__To do__: Write the records out again in full, word for word.
START Exercise data
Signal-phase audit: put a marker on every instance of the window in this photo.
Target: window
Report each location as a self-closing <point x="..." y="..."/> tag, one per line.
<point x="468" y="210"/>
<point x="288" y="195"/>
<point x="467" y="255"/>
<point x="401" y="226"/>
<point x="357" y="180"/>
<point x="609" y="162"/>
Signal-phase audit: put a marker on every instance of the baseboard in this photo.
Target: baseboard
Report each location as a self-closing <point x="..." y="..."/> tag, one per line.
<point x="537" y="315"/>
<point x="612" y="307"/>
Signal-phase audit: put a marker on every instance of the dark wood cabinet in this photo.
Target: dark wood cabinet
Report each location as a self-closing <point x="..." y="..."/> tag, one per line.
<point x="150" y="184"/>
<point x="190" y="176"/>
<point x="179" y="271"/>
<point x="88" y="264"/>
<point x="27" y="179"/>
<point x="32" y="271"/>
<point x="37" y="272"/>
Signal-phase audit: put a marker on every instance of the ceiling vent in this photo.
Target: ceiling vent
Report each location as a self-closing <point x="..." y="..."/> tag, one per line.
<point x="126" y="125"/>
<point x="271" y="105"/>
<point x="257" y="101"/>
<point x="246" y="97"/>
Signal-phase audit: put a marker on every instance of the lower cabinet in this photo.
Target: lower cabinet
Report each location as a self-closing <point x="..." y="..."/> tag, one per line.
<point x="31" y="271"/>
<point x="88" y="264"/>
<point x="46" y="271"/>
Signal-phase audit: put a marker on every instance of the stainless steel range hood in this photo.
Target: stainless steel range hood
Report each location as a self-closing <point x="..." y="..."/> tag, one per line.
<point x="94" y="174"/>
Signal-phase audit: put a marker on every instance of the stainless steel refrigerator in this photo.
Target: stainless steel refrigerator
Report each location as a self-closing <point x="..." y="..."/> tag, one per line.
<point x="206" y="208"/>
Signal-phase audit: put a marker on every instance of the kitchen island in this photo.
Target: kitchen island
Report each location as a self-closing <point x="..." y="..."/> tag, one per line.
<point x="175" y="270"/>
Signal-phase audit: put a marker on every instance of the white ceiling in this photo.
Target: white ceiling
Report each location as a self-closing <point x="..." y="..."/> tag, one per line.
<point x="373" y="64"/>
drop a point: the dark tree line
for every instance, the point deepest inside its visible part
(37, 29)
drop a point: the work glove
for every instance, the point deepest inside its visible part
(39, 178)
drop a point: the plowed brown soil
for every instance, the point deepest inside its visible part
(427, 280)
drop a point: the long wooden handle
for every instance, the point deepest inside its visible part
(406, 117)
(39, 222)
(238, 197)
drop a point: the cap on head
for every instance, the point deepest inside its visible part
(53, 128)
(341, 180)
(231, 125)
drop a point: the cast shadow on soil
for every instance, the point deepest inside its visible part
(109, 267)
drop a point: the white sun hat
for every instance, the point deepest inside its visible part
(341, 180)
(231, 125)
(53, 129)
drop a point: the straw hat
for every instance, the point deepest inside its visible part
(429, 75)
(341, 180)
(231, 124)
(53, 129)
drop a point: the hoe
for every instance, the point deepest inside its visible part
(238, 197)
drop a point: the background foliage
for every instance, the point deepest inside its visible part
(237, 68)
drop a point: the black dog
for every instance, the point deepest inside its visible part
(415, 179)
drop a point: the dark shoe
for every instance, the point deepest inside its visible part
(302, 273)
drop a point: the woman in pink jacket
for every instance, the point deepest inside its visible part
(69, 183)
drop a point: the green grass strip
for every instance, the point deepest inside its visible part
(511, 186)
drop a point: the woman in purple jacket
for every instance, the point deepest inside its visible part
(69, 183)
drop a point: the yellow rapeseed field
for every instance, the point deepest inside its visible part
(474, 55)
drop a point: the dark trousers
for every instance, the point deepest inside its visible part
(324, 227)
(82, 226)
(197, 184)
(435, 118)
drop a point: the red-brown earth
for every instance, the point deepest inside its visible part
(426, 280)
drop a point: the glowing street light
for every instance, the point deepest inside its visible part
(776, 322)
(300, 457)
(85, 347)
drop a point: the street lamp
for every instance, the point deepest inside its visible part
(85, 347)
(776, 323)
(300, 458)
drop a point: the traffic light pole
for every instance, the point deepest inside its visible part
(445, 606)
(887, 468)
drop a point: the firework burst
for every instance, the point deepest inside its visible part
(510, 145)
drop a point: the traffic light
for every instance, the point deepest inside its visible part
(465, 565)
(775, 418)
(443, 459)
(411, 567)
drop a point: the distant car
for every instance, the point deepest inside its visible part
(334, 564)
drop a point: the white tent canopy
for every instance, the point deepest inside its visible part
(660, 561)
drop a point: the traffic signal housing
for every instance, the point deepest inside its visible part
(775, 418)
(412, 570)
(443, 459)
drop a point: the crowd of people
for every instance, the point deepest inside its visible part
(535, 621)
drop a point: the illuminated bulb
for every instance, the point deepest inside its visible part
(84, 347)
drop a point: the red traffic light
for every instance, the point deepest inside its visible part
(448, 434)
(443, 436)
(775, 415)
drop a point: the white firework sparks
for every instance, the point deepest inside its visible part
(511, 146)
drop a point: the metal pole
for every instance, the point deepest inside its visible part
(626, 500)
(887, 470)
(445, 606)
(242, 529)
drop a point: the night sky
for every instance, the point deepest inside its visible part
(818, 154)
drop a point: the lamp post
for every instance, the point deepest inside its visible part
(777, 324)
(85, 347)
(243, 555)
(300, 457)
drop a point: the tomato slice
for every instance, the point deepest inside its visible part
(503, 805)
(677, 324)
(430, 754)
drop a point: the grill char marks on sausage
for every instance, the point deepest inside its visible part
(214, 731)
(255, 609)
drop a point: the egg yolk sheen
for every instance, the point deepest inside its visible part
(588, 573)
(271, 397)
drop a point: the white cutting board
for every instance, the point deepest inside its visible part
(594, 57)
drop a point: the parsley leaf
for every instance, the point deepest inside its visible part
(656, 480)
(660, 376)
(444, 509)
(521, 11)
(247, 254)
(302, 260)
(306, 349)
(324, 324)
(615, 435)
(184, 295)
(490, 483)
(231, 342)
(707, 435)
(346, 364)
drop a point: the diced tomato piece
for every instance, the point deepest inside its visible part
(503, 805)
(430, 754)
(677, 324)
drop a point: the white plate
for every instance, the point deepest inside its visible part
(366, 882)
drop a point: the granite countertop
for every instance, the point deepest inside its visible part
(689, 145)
END Exercise data
__Output of the exercise__:
Signal-phase audit: put a marker on every instance of the window in this photo.
Target: window
Report each location as a self-closing <point x="..." y="..."/> tag, one per line.
<point x="468" y="210"/>
<point x="288" y="195"/>
<point x="467" y="255"/>
<point x="401" y="226"/>
<point x="357" y="180"/>
<point x="609" y="162"/>
Signal-phase audit: put a marker on every instance of the baseboard in this photo.
Target: baseboard
Report each location as a self-closing <point x="..." y="..."/> tag, one per line.
<point x="537" y="315"/>
<point x="612" y="307"/>
Signal-phase audit: put a marker on every instance of the dark wood cabinet in this photo.
Target: dark wood cabinet
Report each location as a self-closing <point x="..." y="..."/> tag, one per line.
<point x="150" y="184"/>
<point x="190" y="176"/>
<point x="179" y="271"/>
<point x="88" y="264"/>
<point x="27" y="179"/>
<point x="32" y="271"/>
<point x="37" y="272"/>
Signal-phase audit: put a marker on every instance of the ceiling vent in this photo.
Target: ceiling vent
Report each location as a self-closing <point x="..." y="..."/> tag, one per line.
<point x="126" y="125"/>
<point x="271" y="105"/>
<point x="257" y="101"/>
<point x="246" y="97"/>
Signal-phase audit: put a marker on every instance of the lower cabinet in this photo.
Target: lower cabinet
Report each location as a self-closing <point x="..." y="..."/> tag, one per line.
<point x="31" y="271"/>
<point x="88" y="264"/>
<point x="46" y="271"/>
Signal-phase audit: put a marker on every instance of the stainless steel range hood in this photo.
Target: stainless steel range hood
Report each location as a self-closing <point x="..." y="..."/> tag, one per line.
<point x="94" y="174"/>
Signal-phase audit: put a marker on every instance of the stainless steel refrigerator in this photo.
Target: stainless steel refrigerator
Report each location as a self-closing <point x="..." y="..."/> tag, one per line.
<point x="206" y="208"/>
Signal-phase audit: put a marker on every instance of the kitchen island in this photo.
Target: kitchen island
Report each location as a self-closing <point x="..." y="..."/> tag, one per line.
<point x="175" y="270"/>
Signal-phase audit: put a marker on every instance of the white ceiling in this photo.
Target: white ceiling
Report each location as a self-closing <point x="..." y="..."/> tag, one per line.
<point x="373" y="64"/>
drop a point: the dark tree line
for every instance, the point deepest inside its visible part
(37, 29)
drop a point: the work glove
for every instance, the point deepest inside its visible part
(39, 178)
drop a point: the plowed brown soil
for every instance, the point deepest inside its visible part
(427, 280)
drop a point: the long wooden handle
for every instance, the point deepest inside its visible part
(406, 117)
(39, 222)
(238, 197)
drop a point: the cap on head
for every instance, the point deepest inside its visible part
(53, 128)
(341, 180)
(231, 125)
drop a point: the cast shadow on soil
for every instance, the point deepest inside its visible part
(109, 267)
drop a point: the white sun hat
for every instance, the point deepest inside its visible part
(341, 180)
(231, 125)
(53, 129)
drop a point: the straw hat
for every instance, the point deepest inside its visible part
(429, 75)
(341, 180)
(231, 124)
(53, 129)
drop a point: the hoe
for every instance, the point deepest inside its visible part
(238, 197)
drop a point: the background foliage
for every instance, the point deepest inside its visible part
(237, 68)
drop a point: the black dog
for every instance, the point deepest inside its visible part
(415, 179)
drop a point: the dark shoe
for every instance, the point deepest inside its visible part
(302, 273)
drop a point: the woman in pink jacket
for every instance, the point deepest inside its visible part
(69, 183)
drop a point: the green grass strip
for every instance, the point deepest inside its visible part
(511, 186)
drop a point: the woman in purple jacket
for every instance, the point deepest inside its visible part
(69, 183)
drop a point: the yellow rapeseed field
for every instance, the point deepest inside its visible part
(474, 55)
drop a point: the dark trousers
for every instance, the point deepest inside its visible part
(324, 227)
(82, 226)
(197, 184)
(435, 118)
drop a point: the red-brown earth
for every instance, the point deepest inside its visible part
(426, 280)
drop a point: the glowing street light
for every instance, the point deepest inside its visible part
(776, 322)
(300, 457)
(85, 347)
drop a point: the street lamp
for every instance, the point deepest inside its visible part
(85, 347)
(776, 323)
(300, 458)
drop a point: the traffic light pole
for every instance, the point deepest inside its visible part
(445, 606)
(887, 468)
drop a point: the firework burst
for every instance, the point deepest inside its visible part
(510, 145)
drop a point: the traffic light
for every instance, the point deepest inside its visible part
(465, 565)
(775, 418)
(443, 459)
(411, 567)
drop a point: the distant car
for every instance, the point deepest inside its visible part
(334, 564)
drop a point: the white tent canopy
for every instance, the point deepest inside its visible part
(660, 561)
drop a point: the traffic signal housing
for every instance, the point deepest inside its visible part
(775, 418)
(412, 570)
(443, 459)
drop a point: the crowd of people
for every instance, the point deepest inside its visible part
(535, 621)
drop a point: the illuminated bulb
for every instance, the point deepest inside its visible part
(84, 347)
drop a point: the red traffic light
for every instance, the point deepest inside its visible part
(448, 434)
(443, 436)
(775, 415)
drop a point: the white firework sparks
for every instance, the point deepest inside its visible part
(511, 146)
drop a point: the metal pole
for every instance, the point deepest inside its visible part
(626, 500)
(887, 470)
(445, 606)
(242, 529)
drop a point: the night sky
for every instance, the point deepest inside its visible part
(818, 154)
drop a point: the lamp post
for every instance, the point deepest inside its visible part
(777, 324)
(85, 347)
(243, 555)
(300, 457)
drop a point: the tomato slice
for every instance, the point deepest inside its visible part
(503, 805)
(677, 324)
(430, 754)
drop a point: the grill char marks on sausage
for every instance, the point deepest inside its visible part
(214, 731)
(255, 609)
drop a point: the egg yolk sheen
for every instance, the point deepest inside its visible part
(588, 573)
(271, 397)
drop a point: the white cutting board
for every instance, the point deepest inside its visible part
(594, 57)
drop a point: the parsley leaf
for every instance, the point deepest inside its visible part
(656, 480)
(660, 376)
(444, 509)
(521, 11)
(247, 254)
(302, 260)
(306, 349)
(324, 324)
(615, 435)
(184, 295)
(490, 483)
(231, 342)
(707, 435)
(346, 364)
drop a point: the diced tomato piece
for every instance, the point deepest inside its visible part
(503, 805)
(430, 754)
(677, 324)
drop a point: the white plate
for every instance, the point deepest inside its visible part
(366, 882)
drop a point: the granite countertop
for every instance, the point deepest inside its visible part
(689, 145)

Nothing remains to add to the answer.